Target CEO Change: Michael Fiddelke Faces Tough Road After Brian Cornell’s Exit

Target has announced that Chief Executive Officer Brian Cornell will step down from his role in February 2026 after more than a decade of leadership. Cornell, who has guided the US retailer since 2014, will transition into the role of executive chairman. The decision marks the end of a chapter defined by both early success and recent struggles that have raised pressing questions about the company’s future.
The board has appointed Michael Fiddelke, Target’s current Chief Operating Officer, as the new CEO. With two decades at the company, Fiddelke is seen as a steady hand at a time when Target faces declining sales, shareholder pressure, and a backlash over its retreat from Diversity, Equity, and Inclusion (DEI) initiatives.
Target’s Struggles With Sales Performance
Target has battled weak financial performance in recent quarters. In its second quarter of 2025, comparable sales decreased 1.9%, primarily due to a 3.2% decline at its physical stores. While online sales improved 4.3%, gross profit margins fell to 29%, compared to 30% in the same period last year.

[Point annotation records]

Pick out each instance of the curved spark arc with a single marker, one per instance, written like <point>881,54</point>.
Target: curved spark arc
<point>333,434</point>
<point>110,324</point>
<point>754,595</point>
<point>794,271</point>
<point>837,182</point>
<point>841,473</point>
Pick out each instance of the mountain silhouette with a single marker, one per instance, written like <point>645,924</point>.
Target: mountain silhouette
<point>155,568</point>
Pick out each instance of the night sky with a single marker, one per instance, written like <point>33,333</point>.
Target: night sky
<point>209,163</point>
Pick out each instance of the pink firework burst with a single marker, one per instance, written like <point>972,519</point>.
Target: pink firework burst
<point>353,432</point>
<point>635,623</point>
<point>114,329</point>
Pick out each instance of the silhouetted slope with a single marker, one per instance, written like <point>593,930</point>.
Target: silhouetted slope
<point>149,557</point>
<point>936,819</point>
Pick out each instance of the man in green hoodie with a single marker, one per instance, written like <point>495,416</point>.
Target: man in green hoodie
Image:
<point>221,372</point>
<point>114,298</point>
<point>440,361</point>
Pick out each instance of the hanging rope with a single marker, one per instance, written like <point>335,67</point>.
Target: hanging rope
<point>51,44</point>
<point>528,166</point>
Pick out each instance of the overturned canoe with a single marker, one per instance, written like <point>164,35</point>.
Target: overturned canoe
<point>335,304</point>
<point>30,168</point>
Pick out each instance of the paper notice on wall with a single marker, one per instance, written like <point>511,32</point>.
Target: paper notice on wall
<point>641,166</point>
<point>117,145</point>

◆ **Exercise set**
1) Rewrite the stretch of the Target CEO article from "Target has announced" through "Inclusion (DEI) initiatives.", putting "safe pair of hands" in place of "steady hand".
2) Answer these from the Target CEO article:
(a) Since what year has Brian Cornell guided the retailer?
(b) What position did Michael Fiddelke hold at Target before being named CEO?
(c) By what percentage did sales at Target's physical stores decline in its second quarter of 2025?

◆ **Answers to each task**
1)
Target has announced that Chief Executive Officer Brian Cornell will step down from his role in February 2026 after more than a decade of leadership. Cornell, who has guided the US retailer since 2014, will transition into the role of executive chairman. The decision marks the end of a chapter defined by both early success and recent struggles that have raised pressing questions about the company’s future.
The board has appointed Michael Fiddelke, Target’s current Chief Operating Officer, as the new CEO. With two decades at the company, Fiddelke is seen as a safe pair of hands at a time when Target faces declining sales, shareholder pressure, and a backlash over its retreat from Diversity, Equity, and Inclusion (DEI) initiatives.

2)
(a) 2014
(b) Chief Operating Officer
(c) 3.2%